== Exercise passage ==
----

Institute of Energy Economics, Japan

The Asia/World Energy Outlook 2016 report by the Institute of Energy Economics, Japan (IEEJ) shows nuclear energy helping Asian countries achieve future economic growth, energy security and environmental protection. In the reference scenario, global installed nuclear generating capacity would increase from 399 GWe in 2014 to 612 GWe in 2040. Over this period, nuclear electricity generation would increase from 2535 TWh to 4357 TWh but its share of total global electricity generation will remain unchanged at around 11.5%.

In the high nuclear scenario, the IEEJ says that nuclear in effect "becomes the base power source" for many emerging countries, such as Asian and Middle Eastern countries. This scenario assumes that nuclear energy "will benefit from lower level costs, and that nuclear technology transfer will be properly made from developed countries of nuclear technology, such as Japan, to emerging countries." Under this scenario, nuclear generating capacity in Asia would increase about seven-fold between 2014 and 2040. The IEEJ notes: "The development of nuclear in the future is significantly uncertain. It is not only due to countries' or regions' circumstances of energy, economy, and development level of social infrastructure, but also a matter of international relations."

World Energy Council

In October 2016, World Energy Council (WEC) published new scenarios developed in collaboration with Accenture Strategy and the Paul Scherrer Institute as  The Grand Transition . WEC notes that while global energy demand has more than doubled since 1970, the rate of growth for primary energy will now reduce and per capita demand will peak before 2030. However, electricity demand will double by 2060. Furthermore, "limiting global warming to no more than a 2°C increase will require an exceptional and enduring effort, far beyond already pledged commitments, and with very high carbon prices." WEC says global cooperation, sustainable economic growth, and technology innovation are needed to balance the energy trilemma: energy security, energy equity and environmental sustainability. Under its main scenario, where 'intelligent' and 'sustainable' economic growth models emerge as the world seeks a low-carbon future, nuclear accounts for 17% of electricity generation, or 7617 TWh, in 2060, from global installed capacity of 989 GWe. More than half of nuclear capacity additions throughout the period are in China, reaching 158 GWe in 2030 and 344 GWe in 2060. India follows China, with nuclear capacity reaching 137 GWe in 2060.

WEC’s  World Energy Resources 2016  report released in the same month showed that total global renewable energy generating capacity had almost doubled over the past decade, from 1037 GWe in 2006 to 1985 GWe by the end of 2015 (61% of this hydro, 22% wind), and that renewable sources including hydro now account for 23% of total 24,098 TWh generation. The report also said: "The outlook for nuclear up to 2035 will depend largely on the success of the industry in constructing plants to agreed budgets and with predictable construction periods. It is evident in a number of countries that median construction times are stable.” Beyond 2035, the report expects fast reactors to make "an increasing contribution in a number of countries by building on the experience of operating these reactors in Russia and with developing the Generation IV prototypes, such as the Astrid reactor being designed in France.”

----

== Your task ==
Decide whether each statement below agrees with the energy outlook text. Answer yes or no, and quote the words from the text that settle it.
1. In the IEEJ reference scenario, nuclear power's share of total global electricity generation grows between 2014 and 2040.
2. Under the WEC main scenario, China accounts for more than half of nuclear capacity additions.
3. According to the World Energy Resources 2016 report, wind makes up the largest part of global renewable generating capacity.

----

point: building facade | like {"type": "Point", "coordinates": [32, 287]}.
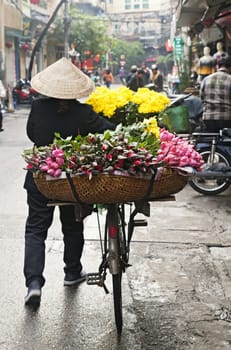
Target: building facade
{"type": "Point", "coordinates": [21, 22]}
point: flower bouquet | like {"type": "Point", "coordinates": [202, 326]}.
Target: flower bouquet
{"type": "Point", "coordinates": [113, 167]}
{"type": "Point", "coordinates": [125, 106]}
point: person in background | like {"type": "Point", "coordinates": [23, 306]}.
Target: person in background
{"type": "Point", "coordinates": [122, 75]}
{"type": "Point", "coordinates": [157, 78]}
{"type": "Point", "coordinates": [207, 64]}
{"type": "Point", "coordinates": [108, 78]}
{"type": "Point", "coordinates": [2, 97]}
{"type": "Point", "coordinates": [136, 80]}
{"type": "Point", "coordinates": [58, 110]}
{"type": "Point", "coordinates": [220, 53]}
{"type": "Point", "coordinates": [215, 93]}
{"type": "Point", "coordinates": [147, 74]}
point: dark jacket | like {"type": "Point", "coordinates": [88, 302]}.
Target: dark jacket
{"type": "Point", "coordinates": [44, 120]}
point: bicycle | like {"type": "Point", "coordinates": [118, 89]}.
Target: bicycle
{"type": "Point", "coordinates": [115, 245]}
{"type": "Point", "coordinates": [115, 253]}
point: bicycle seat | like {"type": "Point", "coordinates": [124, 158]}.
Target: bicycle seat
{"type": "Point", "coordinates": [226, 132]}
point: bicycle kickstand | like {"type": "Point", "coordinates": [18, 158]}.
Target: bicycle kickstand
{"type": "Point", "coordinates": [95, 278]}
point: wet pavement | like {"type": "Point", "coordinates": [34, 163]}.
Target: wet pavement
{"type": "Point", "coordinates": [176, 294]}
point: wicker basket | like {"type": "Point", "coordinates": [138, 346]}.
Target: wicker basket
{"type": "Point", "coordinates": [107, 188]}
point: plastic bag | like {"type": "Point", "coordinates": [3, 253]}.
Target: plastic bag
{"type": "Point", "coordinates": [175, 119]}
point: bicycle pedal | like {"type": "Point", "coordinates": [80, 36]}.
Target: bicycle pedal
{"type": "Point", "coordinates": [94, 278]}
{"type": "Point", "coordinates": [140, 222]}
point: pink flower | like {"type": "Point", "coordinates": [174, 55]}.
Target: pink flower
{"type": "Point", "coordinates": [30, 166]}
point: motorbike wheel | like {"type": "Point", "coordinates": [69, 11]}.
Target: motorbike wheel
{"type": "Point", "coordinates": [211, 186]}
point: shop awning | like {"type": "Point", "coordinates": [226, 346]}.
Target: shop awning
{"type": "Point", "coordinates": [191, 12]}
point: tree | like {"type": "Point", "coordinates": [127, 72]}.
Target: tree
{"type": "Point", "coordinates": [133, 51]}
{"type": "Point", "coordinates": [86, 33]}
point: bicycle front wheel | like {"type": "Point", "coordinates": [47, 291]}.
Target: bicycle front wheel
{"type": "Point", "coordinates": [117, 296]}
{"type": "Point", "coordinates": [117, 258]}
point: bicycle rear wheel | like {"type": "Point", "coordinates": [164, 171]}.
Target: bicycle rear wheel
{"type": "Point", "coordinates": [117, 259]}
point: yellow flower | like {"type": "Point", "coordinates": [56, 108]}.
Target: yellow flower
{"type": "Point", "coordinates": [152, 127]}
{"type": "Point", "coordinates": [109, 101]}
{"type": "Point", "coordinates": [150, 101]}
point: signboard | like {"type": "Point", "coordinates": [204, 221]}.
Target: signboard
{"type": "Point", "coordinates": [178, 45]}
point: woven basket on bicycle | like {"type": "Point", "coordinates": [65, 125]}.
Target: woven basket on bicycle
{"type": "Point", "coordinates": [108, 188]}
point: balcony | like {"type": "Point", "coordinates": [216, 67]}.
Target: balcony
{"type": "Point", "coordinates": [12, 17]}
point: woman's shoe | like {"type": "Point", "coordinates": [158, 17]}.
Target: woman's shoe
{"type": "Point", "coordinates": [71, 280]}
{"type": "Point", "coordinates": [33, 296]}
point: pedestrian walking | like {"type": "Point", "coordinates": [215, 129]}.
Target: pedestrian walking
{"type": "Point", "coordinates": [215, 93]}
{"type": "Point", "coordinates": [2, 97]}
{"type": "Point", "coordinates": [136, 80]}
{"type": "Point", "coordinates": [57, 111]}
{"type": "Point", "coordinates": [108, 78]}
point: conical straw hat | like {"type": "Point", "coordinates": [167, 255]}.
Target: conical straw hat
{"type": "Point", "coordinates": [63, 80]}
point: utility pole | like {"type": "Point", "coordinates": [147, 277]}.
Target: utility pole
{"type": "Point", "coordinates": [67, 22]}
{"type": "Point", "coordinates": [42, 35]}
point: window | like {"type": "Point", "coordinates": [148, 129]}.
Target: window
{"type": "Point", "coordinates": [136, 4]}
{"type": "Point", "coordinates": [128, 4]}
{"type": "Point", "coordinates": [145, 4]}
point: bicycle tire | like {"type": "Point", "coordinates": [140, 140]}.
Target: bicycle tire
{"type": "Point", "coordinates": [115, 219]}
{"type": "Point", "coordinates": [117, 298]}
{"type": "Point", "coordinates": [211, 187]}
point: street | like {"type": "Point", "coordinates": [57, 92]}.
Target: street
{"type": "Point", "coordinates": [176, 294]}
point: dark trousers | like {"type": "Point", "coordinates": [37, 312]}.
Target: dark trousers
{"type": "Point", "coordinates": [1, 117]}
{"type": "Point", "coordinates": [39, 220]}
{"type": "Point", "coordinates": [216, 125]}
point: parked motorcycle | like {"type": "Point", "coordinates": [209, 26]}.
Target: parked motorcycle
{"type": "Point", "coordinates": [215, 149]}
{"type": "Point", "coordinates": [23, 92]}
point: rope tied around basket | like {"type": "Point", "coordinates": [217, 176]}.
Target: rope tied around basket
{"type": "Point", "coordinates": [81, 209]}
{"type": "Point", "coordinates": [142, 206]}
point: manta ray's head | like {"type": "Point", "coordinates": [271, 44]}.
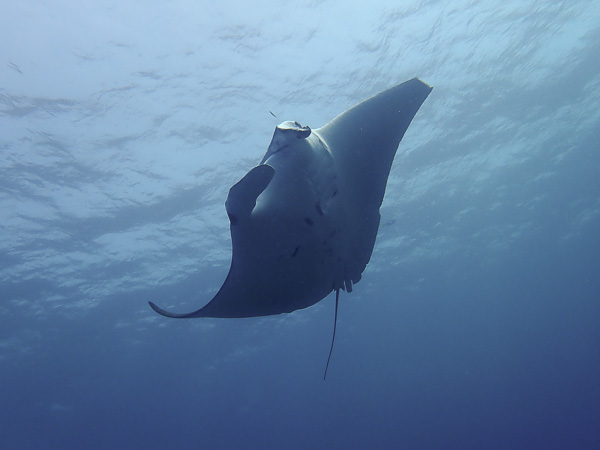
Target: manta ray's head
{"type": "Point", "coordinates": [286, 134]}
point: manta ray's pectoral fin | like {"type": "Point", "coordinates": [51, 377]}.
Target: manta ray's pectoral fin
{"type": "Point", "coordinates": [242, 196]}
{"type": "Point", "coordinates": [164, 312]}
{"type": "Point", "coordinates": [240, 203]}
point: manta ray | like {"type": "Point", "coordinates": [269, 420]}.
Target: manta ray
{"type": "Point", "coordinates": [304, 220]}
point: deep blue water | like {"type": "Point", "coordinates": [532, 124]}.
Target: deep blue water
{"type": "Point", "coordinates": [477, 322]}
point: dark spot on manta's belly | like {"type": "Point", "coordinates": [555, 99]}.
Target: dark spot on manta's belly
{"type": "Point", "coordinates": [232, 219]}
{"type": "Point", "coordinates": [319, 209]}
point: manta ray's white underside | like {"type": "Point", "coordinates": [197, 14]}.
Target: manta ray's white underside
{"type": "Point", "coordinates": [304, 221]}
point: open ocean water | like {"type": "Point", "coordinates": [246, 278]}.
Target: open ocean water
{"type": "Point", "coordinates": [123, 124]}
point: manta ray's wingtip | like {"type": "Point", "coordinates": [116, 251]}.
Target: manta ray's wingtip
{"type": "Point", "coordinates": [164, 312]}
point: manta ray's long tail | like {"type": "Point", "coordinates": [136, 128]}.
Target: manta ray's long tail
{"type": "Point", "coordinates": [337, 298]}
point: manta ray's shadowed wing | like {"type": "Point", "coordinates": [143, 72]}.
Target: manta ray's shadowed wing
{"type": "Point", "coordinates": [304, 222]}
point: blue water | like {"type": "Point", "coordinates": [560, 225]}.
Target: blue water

----

== Answer to this problem ==
1. No: "its share of total global electricity generation will remain unchanged at around 11.5%"
2. Yes: "More than half of nuclear capacity additions throughout the period are in China"
3. No: "(61% of this hydro, 22% wind)"